# DATA:
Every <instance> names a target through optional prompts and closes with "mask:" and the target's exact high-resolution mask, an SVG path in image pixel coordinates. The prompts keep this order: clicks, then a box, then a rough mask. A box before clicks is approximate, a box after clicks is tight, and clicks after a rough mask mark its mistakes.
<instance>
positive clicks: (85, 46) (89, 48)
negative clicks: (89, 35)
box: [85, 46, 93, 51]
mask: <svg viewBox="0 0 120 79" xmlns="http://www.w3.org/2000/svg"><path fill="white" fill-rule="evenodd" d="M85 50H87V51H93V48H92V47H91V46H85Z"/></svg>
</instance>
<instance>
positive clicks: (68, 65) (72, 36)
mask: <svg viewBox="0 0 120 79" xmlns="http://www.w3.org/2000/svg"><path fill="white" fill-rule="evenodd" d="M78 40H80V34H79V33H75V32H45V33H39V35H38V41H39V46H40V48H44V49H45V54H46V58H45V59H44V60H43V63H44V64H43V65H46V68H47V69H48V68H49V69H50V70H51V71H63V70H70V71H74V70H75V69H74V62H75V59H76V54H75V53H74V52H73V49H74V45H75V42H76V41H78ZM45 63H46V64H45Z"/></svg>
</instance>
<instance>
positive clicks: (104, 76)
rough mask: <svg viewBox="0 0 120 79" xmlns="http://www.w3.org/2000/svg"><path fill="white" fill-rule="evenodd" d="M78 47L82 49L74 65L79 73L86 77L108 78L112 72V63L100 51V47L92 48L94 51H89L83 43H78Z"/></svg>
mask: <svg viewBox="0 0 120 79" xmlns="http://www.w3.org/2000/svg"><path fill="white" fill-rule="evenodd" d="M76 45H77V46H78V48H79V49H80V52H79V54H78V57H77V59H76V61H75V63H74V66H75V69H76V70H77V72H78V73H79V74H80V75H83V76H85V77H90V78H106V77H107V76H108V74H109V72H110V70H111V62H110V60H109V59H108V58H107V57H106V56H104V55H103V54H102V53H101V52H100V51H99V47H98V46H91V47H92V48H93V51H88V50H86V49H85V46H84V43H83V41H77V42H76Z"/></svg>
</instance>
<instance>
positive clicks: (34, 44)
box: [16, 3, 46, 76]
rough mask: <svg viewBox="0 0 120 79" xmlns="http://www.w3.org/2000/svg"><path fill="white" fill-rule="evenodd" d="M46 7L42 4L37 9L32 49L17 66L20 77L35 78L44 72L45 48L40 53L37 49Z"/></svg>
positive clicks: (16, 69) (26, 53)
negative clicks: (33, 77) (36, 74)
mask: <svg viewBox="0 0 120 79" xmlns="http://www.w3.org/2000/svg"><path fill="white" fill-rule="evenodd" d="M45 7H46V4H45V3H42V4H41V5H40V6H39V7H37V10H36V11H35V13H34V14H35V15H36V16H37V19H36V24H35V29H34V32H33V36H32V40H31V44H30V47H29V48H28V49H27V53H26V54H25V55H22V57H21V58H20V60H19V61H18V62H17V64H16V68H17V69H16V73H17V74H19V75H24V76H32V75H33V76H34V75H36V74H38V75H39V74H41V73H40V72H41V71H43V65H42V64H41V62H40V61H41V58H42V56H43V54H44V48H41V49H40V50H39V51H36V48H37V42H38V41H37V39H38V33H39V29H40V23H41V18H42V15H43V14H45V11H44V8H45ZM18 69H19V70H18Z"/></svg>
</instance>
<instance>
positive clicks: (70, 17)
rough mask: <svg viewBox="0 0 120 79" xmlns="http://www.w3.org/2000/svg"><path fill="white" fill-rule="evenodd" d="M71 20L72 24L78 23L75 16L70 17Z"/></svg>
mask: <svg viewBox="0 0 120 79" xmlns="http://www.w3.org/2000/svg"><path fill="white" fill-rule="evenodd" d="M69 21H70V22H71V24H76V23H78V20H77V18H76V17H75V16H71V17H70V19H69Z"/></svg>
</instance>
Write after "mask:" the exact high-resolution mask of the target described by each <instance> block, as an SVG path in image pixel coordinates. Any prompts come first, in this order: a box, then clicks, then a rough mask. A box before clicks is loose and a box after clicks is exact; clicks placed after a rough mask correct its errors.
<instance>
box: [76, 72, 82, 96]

# WORK ITEM:
Without skipping anything, transcribe every line above exactly.

# EXERCISE RESULT:
Every <instance> names a target through optional prompts and closes with "mask:" and the target's exact high-resolution mask, an SVG path in image pixel coordinates. The prompts keep this order: clicks, then a box, then a rough mask. A box before clicks is approximate, a box after clicks is tight, and clicks after a rough mask mark its mistakes.
<instance>
positive clicks: (85, 46) (89, 48)
negative clicks: (89, 35)
box: [85, 46, 93, 51]
mask: <svg viewBox="0 0 120 79" xmlns="http://www.w3.org/2000/svg"><path fill="white" fill-rule="evenodd" d="M85 50H87V51H93V48H92V47H91V46H85Z"/></svg>
</instance>
<instance>
positive clicks: (68, 65) (72, 36)
mask: <svg viewBox="0 0 120 79" xmlns="http://www.w3.org/2000/svg"><path fill="white" fill-rule="evenodd" d="M78 40H80V34H79V33H75V32H45V33H39V35H38V41H39V46H40V48H44V49H45V54H46V58H45V59H44V60H43V63H44V64H43V65H46V68H47V69H48V68H49V69H50V70H51V71H63V70H70V71H74V70H75V69H74V62H75V59H76V54H75V53H74V52H73V49H74V45H75V42H76V41H78ZM45 63H46V64H45Z"/></svg>
</instance>
<instance>
positive clicks: (104, 76)
rough mask: <svg viewBox="0 0 120 79" xmlns="http://www.w3.org/2000/svg"><path fill="white" fill-rule="evenodd" d="M78 47L82 49L74 65L79 73L86 77L108 78L112 72V63L100 51V47L92 48L94 51H89L83 43H78Z"/></svg>
mask: <svg viewBox="0 0 120 79" xmlns="http://www.w3.org/2000/svg"><path fill="white" fill-rule="evenodd" d="M76 45H77V46H78V48H79V49H80V52H79V54H78V57H77V59H76V61H75V63H74V66H75V69H76V70H77V72H78V73H79V74H80V75H83V76H85V77H90V78H106V77H107V76H108V74H109V72H110V70H111V62H110V60H109V59H108V58H107V57H106V56H104V55H103V54H102V53H101V52H100V51H99V47H98V46H91V47H92V48H93V51H88V50H86V49H85V46H84V43H83V41H77V42H76Z"/></svg>
</instance>
<instance>
positive clicks: (34, 44)
box: [16, 3, 46, 76]
rough mask: <svg viewBox="0 0 120 79" xmlns="http://www.w3.org/2000/svg"><path fill="white" fill-rule="evenodd" d="M46 7L42 4L37 9L32 49L17 66L20 77L35 78L44 72L45 48L40 53L37 49Z"/></svg>
positive clicks: (16, 69) (26, 53)
negative clicks: (33, 77) (36, 74)
mask: <svg viewBox="0 0 120 79" xmlns="http://www.w3.org/2000/svg"><path fill="white" fill-rule="evenodd" d="M45 7H46V4H45V3H42V4H41V5H40V6H39V7H37V10H36V11H35V13H34V14H35V15H36V16H37V19H36V24H35V29H34V32H33V36H32V40H31V44H30V47H29V48H28V49H27V53H26V54H25V55H22V57H21V58H20V60H19V61H18V62H17V64H16V68H17V69H16V73H17V74H19V75H24V76H32V75H33V76H34V75H36V74H38V75H39V74H41V73H40V72H41V71H43V65H42V64H41V62H40V61H41V58H42V56H43V54H44V48H41V49H40V50H39V51H36V48H37V42H38V41H37V39H38V33H39V29H40V23H41V18H42V15H43V14H45V11H44V8H45ZM18 69H19V70H18Z"/></svg>
</instance>
<instance>
positive clicks: (70, 17)
rough mask: <svg viewBox="0 0 120 79" xmlns="http://www.w3.org/2000/svg"><path fill="white" fill-rule="evenodd" d="M71 20L72 24L78 23L75 16L70 17Z"/></svg>
mask: <svg viewBox="0 0 120 79" xmlns="http://www.w3.org/2000/svg"><path fill="white" fill-rule="evenodd" d="M69 21H70V22H71V24H76V23H78V20H77V18H76V17H75V16H71V17H70V19H69Z"/></svg>
</instance>
Write after "mask:" the exact high-resolution mask of the target described by each <instance> block, as an SVG path in image pixel coordinates. Any prompts come first, in this order: a box, then clicks, then a rough mask. A box before clicks is loose and a box after clicks is exact; clicks placed after a rough mask correct its errors.
<instance>
box: [76, 72, 82, 96]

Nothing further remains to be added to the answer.